#### [Short task 1]
According to the passage on Sephardic keftes, on which holidays are leek fritters traditionally served?

#### [Passage shown]

= Keftes (Sephardic) =

Sephardic Jewish fritters

Keftes, also known as Keftikes in Sephardic cuisine, are croquettes, pancakes, patties, or fritters, usually made with vegetables, and other ingredients. Sephardic keftes are not the same as the non-Jewish kofta which are meatballs. Keftes might not contain meat, as opposed to the kofta which are almost always made mainly from meat.

Some keftes are eaten on holidays due to the ingredients or method of cooking which may be associated with that holiday. Especially common are the fritas de prasa or leek fritters, traditionally served on Rosh HaShana, Hannukah and Passover.

==Varieties==
- Keftes de karne—ground-beef meat patties
- Keftes de espinaka/spinaka—made with spinach
- Keftes de lentejas—lentil patties
- Keftes de gayina or Keftikes de poyo—chicken croquettes/chicken patties
- Keftes de patata kon karne—potato and meat patties
- Keftes de pescado/pescada/pishkado—croquettes made with fish and mashed potatoes.

#### [Provided data]
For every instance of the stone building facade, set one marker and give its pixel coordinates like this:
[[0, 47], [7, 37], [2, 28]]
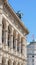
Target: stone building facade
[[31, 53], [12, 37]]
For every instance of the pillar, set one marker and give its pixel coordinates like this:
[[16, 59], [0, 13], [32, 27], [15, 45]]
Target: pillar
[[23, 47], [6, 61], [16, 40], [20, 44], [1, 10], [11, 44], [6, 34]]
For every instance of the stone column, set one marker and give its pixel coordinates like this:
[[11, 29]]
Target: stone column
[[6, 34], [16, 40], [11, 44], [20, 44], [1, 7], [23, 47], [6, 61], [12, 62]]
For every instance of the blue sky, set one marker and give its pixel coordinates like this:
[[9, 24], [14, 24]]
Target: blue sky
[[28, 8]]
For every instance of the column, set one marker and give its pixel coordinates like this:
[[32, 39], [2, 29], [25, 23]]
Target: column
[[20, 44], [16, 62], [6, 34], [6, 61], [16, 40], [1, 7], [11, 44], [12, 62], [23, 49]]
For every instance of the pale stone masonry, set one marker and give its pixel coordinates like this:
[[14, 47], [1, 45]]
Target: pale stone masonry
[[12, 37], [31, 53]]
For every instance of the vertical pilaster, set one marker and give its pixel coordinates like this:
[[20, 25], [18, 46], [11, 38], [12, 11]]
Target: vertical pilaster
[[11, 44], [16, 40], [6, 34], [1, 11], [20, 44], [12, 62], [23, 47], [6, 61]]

---

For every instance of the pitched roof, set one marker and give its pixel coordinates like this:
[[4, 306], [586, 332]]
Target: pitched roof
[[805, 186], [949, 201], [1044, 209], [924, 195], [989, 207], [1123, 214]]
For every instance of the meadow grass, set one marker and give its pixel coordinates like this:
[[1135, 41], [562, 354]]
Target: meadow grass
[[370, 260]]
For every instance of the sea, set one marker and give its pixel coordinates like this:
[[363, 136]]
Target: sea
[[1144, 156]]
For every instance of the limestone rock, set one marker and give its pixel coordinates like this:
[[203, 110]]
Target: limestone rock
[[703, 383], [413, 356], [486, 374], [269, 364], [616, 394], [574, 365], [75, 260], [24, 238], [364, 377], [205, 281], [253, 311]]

#### [Short task 2]
Reproduce the stretch of the records from the line containing "For every instance of the stone building" through the line containing "47], [6, 61]]", both lines included, and omit the pictures.

#### [Right answer 1]
Rosh HaShana, Hannukah and Passover.

#### [Right answer 2]
For every instance of the stone building facade, set one marker and give its pixel coordinates like this:
[[0, 47], [7, 37], [2, 28]]
Target: stone building facade
[[31, 53], [12, 37]]
For every instance of the pillar, set one marker and give its pixel coordinates like this:
[[16, 59], [0, 13], [32, 27], [15, 45]]
Target: pillar
[[23, 47], [6, 61], [16, 40], [20, 44], [1, 10], [11, 44], [6, 34]]
For every instance of the stone column, set one marker and give its pixel coordinates like this:
[[11, 29]]
Target: stone column
[[6, 34], [16, 40], [11, 44], [20, 44], [1, 7], [23, 47], [6, 61], [12, 62]]
For every instance of the blue sky, set one marker and give its pixel coordinates like this:
[[9, 24], [14, 24]]
Target: blue sky
[[28, 8]]
For every instance of the column, set one marker and give its pixel coordinates like this:
[[32, 39], [2, 29], [25, 23]]
Target: column
[[20, 44], [16, 62], [6, 34], [6, 61], [16, 40], [1, 7], [11, 44], [12, 62], [23, 49]]
For every instance of the pale stone masonry, set one marker and give its pixel coordinates like this:
[[14, 47], [1, 45]]
Target: pale stone masonry
[[12, 37], [31, 53]]
For every instance of the vertical pilaster, set one marker and give its pixel coordinates like this:
[[20, 25], [18, 46], [11, 38], [12, 11]]
Target: vertical pilaster
[[11, 44], [16, 40], [6, 34], [1, 11], [20, 44], [12, 62], [23, 47], [6, 61]]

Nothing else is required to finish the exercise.